HIM: Um. Don’t you mean love and ‘affection’?
ME: …
HIM: …
ME: You should get tested.
I don’t know about you, but I could really go for a punch in your face right now.
Detective : Where were you on the night in question?
Me: Wut?
Detective: Don’t play dumb with us.
Her: Oh, he’s not playing.
Oh, you’re an American? Yeah, right.
Name 5 disastrous foreign policy decisions.
You can flash your library card when you’re walking into Costco. They couldn’t care less.
HER: Boxers or briefs?
ME: Depends
HER: Really? But you look so young.
It’s subtle, but if a snail has the zoomies, listen close for a soft little wheeeeeeee!
[sloth wedding]
“I”
[six months later]
“do.”
It’s 1:28 AM. You can’t sleep. Underneath your bed there’s a rustle as the clown tries to quietly unwrap and eat a Snickers bar.
If James Bond is so great why doesn’t he have a Pringles flavor.
ME: I have zero interest in owning a parrot.
CLERK: This parrot is 80% off.
ME: I will take 4 parrots.
At my funeral –
The pastor: “She was truly an angel that fell from heaven”
My ex, whispering to my other ex: “So was Lucifer!”
[Please Do Not Tap Glass. Snakes Do Not Have Fingers And Will Get Jealous.]

* PROVIDED MATERIAL *
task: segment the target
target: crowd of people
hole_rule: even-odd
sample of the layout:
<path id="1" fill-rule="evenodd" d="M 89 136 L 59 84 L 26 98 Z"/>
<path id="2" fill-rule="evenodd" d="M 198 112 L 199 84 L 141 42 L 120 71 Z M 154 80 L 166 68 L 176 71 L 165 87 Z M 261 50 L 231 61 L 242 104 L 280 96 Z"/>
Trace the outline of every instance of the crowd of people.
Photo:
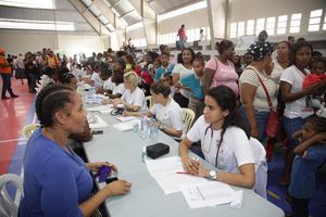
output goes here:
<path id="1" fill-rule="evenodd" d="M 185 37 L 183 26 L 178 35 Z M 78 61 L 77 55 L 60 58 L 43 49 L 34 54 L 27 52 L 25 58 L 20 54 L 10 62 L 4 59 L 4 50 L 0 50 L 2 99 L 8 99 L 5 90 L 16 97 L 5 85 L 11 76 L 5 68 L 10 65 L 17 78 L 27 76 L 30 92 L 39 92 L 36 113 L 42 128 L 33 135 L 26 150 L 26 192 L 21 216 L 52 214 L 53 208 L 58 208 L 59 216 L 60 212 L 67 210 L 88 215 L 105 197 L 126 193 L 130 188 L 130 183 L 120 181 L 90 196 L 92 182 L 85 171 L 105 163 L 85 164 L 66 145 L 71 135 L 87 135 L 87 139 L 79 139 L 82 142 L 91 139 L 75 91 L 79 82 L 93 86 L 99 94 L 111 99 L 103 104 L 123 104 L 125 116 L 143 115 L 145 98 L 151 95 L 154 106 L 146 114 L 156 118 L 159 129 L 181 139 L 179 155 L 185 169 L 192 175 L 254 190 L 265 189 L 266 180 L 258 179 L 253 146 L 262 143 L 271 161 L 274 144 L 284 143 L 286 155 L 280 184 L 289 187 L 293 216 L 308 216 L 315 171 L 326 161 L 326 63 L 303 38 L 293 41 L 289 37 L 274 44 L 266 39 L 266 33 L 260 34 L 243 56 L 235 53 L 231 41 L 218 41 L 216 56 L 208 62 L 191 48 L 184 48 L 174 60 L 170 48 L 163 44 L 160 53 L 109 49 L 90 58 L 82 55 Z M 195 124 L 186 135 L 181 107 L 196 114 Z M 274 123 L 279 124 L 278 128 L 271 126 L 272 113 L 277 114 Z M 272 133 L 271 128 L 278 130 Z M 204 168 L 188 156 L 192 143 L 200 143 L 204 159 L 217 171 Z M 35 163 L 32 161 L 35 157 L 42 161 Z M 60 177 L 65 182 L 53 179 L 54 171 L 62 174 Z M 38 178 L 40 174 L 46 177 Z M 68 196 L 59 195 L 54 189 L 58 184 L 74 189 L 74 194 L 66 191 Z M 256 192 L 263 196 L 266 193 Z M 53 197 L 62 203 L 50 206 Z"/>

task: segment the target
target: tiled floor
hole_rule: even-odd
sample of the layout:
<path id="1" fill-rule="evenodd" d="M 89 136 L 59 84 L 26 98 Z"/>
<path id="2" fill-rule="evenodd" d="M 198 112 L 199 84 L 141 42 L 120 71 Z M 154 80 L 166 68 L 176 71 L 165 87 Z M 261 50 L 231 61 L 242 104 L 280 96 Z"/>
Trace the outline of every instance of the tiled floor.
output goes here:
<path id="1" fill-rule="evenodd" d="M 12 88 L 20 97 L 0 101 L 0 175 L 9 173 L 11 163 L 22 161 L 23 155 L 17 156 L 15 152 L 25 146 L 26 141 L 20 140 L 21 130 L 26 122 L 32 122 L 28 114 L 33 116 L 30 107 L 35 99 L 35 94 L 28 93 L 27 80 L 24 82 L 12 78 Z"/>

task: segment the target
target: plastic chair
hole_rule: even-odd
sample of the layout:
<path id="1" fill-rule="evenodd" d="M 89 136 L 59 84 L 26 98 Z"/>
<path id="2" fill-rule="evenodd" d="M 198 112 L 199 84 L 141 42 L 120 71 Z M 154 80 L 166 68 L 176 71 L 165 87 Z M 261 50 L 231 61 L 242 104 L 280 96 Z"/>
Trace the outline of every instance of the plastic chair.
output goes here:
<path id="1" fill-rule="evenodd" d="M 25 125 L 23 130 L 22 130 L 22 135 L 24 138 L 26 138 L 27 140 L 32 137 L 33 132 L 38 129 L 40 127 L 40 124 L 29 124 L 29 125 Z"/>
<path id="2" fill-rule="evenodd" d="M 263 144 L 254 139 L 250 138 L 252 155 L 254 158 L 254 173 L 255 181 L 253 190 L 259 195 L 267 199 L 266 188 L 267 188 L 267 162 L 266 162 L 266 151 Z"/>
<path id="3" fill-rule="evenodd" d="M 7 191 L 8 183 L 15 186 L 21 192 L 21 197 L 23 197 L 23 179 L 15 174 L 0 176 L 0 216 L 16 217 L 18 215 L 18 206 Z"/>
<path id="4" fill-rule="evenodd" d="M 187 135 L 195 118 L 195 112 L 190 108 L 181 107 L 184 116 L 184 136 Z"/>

* TO-DO LIST *
**1.** Answer these from the joke collection:
(a) What can you flash when walking into Costco?
(b) What time is it in the joke about the clown under the bed?
(c) How many parrots does the speaker take after hearing the discount?
**2.** Write out the stretch of the joke collection from "HER: Boxers or" through "take 4 parrots.", switching "Snickers" to "Kit Kat".

* RESULTS FOR EACH TASK *
**1.**
(a) Your library card
(b) 1:28 AM
(c) 4

**2.**
HER: Boxers or briefs?
ME: Depends
HER: Really? But you look so young.
It’s subtle, but if a snail has the zoomies, listen close for a soft little wheeeeeeee!
[sloth wedding]
“I”
[six months later]
“do.”
It’s 1:28 AM. You can’t sleep. Underneath your bed there’s a rustle as the clown tries to quietly unwrap and eat a Kit Kat bar.
If James Bond is so great why doesn’t he have a Pringles flavor.
ME: I have zero interest in owning a parrot.
CLERK: This parrot is 80% off.
ME: I will take 4 parrots.